Where the word "espresso" shows up in the entries below, please copy the whole line.
-- PROVIDED MATERIAL follows --
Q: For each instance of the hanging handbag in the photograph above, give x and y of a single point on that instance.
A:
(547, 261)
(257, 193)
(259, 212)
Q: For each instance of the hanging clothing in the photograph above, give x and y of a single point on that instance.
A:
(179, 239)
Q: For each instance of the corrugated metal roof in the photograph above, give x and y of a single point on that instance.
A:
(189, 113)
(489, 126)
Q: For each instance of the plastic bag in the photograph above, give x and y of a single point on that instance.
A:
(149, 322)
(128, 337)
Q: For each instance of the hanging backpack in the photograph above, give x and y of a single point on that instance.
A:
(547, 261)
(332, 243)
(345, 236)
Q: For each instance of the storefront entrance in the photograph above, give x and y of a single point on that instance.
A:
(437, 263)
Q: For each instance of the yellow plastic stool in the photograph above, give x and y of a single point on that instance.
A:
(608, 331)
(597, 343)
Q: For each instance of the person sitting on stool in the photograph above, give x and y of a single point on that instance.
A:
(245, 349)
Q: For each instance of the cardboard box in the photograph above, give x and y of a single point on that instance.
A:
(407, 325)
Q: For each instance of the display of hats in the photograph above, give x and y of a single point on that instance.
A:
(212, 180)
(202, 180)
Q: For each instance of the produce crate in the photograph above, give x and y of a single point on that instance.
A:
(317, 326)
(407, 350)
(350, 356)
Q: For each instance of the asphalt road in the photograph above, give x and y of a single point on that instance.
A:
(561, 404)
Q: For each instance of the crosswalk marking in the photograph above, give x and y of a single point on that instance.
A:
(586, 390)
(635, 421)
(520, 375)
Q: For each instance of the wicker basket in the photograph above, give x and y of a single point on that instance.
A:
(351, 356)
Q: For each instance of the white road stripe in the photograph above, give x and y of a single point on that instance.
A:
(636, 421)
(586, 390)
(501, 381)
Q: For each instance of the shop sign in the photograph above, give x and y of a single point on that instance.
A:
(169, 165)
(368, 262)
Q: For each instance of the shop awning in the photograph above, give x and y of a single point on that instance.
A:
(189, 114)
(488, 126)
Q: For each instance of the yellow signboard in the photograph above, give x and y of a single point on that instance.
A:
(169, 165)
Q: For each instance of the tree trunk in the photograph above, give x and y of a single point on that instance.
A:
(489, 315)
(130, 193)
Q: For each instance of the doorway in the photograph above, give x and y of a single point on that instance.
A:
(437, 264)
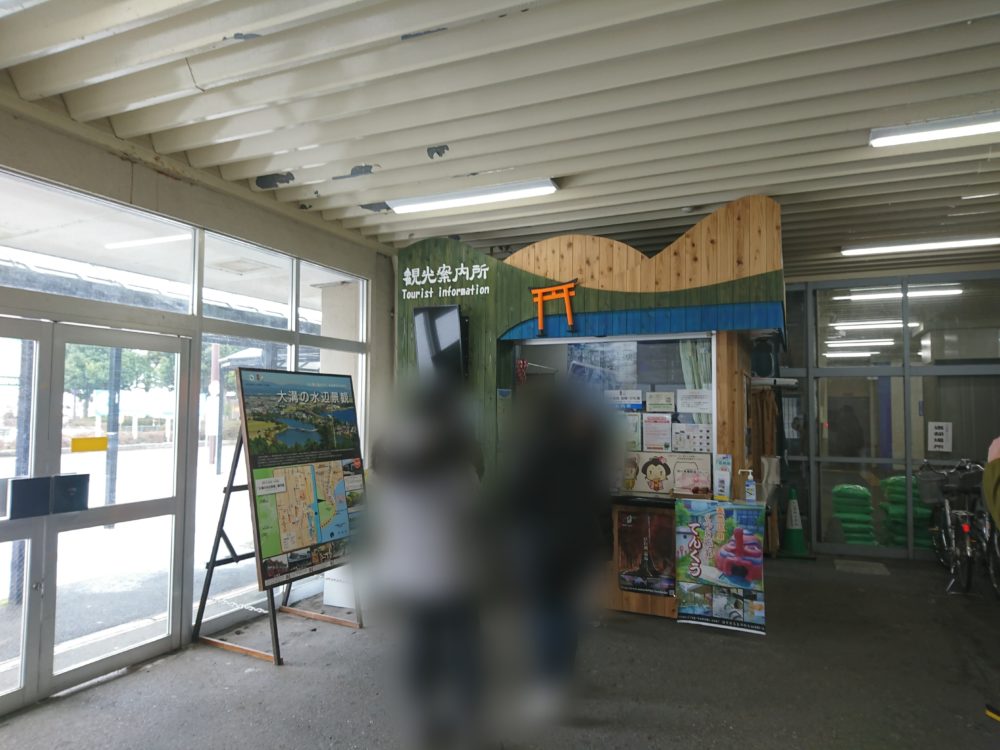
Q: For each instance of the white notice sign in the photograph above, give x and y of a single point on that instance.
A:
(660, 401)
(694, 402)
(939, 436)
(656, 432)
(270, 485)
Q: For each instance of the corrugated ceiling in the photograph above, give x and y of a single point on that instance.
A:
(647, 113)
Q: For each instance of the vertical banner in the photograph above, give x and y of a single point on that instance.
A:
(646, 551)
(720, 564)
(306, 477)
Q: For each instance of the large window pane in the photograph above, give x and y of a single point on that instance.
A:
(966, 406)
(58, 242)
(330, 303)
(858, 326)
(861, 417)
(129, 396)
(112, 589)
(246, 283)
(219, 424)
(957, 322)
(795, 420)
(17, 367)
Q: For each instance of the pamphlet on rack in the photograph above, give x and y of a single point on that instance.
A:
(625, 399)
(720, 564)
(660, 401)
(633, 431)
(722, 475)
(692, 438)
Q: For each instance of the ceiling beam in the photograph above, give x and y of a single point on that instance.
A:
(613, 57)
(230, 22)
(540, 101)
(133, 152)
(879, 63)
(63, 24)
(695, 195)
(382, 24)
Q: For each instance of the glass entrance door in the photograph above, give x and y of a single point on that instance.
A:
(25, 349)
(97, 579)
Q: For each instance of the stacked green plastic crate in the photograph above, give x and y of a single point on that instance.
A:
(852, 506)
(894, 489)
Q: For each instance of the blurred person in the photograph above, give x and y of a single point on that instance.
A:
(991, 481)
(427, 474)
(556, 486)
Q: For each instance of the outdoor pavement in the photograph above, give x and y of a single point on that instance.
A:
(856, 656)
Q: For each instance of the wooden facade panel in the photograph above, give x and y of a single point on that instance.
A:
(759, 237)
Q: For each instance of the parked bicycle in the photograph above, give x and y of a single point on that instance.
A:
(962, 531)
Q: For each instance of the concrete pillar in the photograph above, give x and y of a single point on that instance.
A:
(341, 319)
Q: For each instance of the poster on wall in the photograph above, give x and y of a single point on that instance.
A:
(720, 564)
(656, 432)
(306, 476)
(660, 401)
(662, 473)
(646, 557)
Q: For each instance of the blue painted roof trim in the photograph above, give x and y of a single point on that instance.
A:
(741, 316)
-- PROVIDED MATERIAL concluded --
-- PROVIDED MATERIAL follows --
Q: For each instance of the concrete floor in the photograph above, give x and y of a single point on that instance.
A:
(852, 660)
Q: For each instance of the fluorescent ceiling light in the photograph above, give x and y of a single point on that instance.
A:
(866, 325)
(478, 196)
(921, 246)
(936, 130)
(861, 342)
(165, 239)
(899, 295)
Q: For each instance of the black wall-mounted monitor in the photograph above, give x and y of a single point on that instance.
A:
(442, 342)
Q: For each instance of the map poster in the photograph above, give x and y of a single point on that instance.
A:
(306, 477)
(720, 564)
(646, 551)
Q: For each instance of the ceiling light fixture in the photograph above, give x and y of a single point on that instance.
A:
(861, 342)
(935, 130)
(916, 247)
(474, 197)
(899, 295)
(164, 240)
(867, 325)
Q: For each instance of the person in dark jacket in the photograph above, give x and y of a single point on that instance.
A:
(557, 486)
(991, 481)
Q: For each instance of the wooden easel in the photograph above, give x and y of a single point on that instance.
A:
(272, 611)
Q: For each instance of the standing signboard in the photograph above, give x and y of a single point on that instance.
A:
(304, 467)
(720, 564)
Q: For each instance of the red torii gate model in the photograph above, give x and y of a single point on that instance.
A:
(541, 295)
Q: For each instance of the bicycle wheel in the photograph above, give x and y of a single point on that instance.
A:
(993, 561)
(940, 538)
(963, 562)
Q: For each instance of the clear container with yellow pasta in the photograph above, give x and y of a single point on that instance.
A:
-- PROVIDED MATERIAL concluded --
-- PROVIDED MATERIAL follows --
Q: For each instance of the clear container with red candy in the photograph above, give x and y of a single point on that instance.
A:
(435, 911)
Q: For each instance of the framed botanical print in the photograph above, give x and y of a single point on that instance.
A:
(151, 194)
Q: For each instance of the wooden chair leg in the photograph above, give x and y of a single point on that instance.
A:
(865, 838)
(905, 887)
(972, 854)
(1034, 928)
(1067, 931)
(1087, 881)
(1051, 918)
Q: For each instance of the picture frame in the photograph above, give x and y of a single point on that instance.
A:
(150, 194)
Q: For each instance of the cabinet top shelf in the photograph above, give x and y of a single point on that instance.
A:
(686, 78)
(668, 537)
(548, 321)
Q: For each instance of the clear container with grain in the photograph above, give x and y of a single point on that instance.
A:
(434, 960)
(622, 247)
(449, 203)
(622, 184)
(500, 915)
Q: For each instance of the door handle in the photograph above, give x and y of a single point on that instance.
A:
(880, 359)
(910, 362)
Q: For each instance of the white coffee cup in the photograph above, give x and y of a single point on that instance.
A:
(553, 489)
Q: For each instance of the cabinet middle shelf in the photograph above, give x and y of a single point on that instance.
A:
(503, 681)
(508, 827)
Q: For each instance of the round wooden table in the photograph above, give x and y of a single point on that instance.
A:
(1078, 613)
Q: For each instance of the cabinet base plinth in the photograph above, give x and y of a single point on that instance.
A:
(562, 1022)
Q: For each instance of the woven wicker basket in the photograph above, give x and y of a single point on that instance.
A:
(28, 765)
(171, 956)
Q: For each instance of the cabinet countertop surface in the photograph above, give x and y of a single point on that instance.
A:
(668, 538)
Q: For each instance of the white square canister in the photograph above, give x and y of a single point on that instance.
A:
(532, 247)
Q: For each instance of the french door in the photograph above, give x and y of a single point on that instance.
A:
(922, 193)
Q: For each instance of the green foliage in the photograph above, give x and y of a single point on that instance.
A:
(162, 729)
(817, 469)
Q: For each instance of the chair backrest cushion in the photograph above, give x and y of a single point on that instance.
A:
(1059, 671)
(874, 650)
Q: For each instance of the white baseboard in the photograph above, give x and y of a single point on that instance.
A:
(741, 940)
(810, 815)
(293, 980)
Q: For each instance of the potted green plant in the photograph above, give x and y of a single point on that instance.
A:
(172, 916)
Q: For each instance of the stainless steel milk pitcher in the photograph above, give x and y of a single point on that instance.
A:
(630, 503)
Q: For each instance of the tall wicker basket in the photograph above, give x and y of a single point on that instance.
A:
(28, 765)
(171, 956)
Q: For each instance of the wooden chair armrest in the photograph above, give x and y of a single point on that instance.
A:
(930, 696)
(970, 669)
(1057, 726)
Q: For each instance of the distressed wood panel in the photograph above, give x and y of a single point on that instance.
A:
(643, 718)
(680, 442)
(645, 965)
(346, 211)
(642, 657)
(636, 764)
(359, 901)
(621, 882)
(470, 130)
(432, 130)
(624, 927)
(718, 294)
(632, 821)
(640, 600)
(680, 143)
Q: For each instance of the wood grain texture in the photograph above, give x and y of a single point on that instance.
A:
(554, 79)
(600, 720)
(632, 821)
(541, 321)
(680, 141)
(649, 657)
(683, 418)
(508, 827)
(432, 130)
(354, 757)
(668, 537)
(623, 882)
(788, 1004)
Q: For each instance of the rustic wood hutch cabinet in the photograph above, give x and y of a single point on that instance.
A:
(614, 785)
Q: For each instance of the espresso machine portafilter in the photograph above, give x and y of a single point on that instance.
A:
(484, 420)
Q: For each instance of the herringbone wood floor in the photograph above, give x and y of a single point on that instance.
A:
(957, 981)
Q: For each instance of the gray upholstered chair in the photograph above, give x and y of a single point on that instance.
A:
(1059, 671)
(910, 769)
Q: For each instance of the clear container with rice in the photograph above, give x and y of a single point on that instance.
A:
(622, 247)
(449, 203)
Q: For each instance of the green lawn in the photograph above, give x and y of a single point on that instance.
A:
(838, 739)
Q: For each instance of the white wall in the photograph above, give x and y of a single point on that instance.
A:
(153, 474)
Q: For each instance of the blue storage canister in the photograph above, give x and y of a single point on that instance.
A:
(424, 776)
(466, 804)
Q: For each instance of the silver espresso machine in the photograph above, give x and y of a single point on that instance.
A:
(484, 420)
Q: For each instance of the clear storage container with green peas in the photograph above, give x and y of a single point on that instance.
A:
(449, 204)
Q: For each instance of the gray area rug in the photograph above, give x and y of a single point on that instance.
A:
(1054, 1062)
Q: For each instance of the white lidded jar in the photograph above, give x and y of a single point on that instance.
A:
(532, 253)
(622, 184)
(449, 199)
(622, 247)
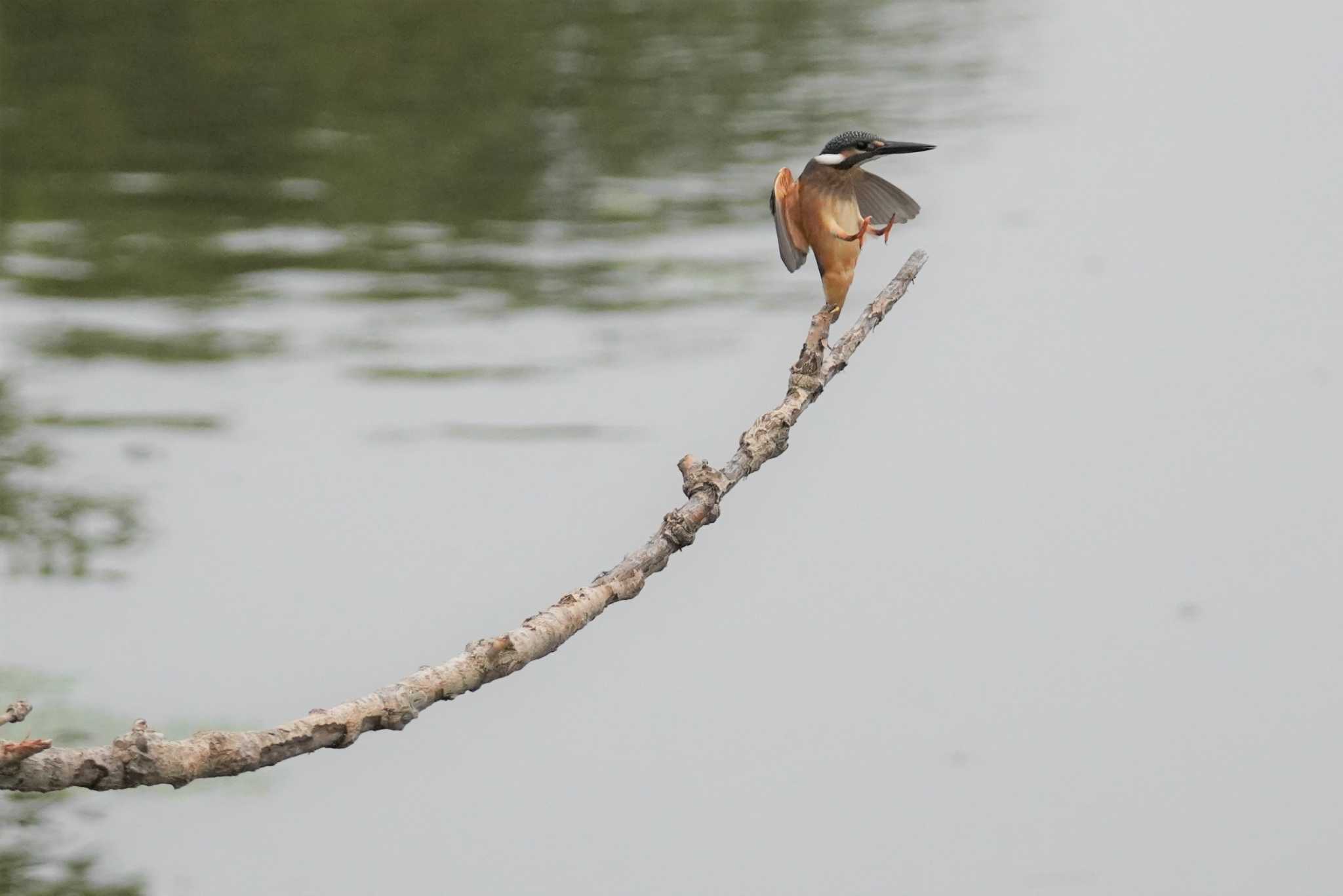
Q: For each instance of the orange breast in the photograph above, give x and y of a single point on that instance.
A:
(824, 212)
-- PROVIDED MATERIAL concluded --
SOLUTION TO THE EXERCISE >>
Q: For each instance of the espresso machine portafilter in the photograph above, give x and y of a single point on that instance.
Q: For each instance of the silver espresso machine in the photograph above, give x and y of a single point on that instance.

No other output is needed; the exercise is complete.